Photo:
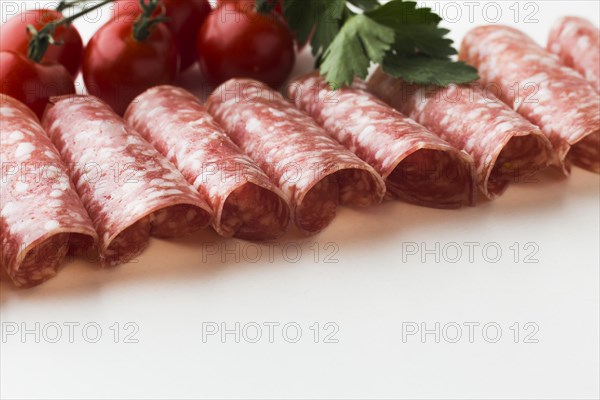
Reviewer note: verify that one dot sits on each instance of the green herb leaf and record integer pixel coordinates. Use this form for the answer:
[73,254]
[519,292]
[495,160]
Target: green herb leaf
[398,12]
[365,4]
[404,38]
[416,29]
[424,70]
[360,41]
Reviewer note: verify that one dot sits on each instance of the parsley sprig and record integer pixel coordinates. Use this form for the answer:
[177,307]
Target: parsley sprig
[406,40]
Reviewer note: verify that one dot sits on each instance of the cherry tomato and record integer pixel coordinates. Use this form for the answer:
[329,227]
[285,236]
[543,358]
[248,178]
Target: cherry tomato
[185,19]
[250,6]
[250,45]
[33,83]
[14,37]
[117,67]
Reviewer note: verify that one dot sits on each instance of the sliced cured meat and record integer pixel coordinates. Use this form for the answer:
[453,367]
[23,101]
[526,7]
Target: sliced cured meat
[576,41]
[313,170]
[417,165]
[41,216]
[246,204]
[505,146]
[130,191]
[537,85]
== == ==
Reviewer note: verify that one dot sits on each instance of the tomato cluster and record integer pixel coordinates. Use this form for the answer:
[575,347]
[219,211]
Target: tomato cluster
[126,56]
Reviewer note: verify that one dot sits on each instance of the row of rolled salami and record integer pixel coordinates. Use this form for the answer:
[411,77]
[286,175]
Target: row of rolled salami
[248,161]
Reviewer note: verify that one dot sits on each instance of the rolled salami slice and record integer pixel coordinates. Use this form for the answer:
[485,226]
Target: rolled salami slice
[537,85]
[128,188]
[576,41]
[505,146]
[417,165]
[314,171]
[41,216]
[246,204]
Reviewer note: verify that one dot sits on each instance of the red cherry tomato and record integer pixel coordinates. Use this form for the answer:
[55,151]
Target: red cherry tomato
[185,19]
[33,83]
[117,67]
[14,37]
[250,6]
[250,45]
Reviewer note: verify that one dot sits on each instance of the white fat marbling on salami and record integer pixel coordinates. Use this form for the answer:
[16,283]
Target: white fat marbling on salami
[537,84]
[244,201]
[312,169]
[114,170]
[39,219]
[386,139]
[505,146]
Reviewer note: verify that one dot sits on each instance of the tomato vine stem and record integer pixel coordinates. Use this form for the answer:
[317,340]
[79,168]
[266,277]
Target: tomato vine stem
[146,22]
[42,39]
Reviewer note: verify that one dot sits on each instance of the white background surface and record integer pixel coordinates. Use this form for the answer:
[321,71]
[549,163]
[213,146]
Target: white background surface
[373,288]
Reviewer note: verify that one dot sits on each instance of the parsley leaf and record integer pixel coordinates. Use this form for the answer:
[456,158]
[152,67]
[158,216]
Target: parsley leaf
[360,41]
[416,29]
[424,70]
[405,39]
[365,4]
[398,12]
== == ==
## WRITTEN PROBLEM
Tally the lines in the rows above that contain the word "Target" and reply with only that number.

## COMPLETED EXERCISE
12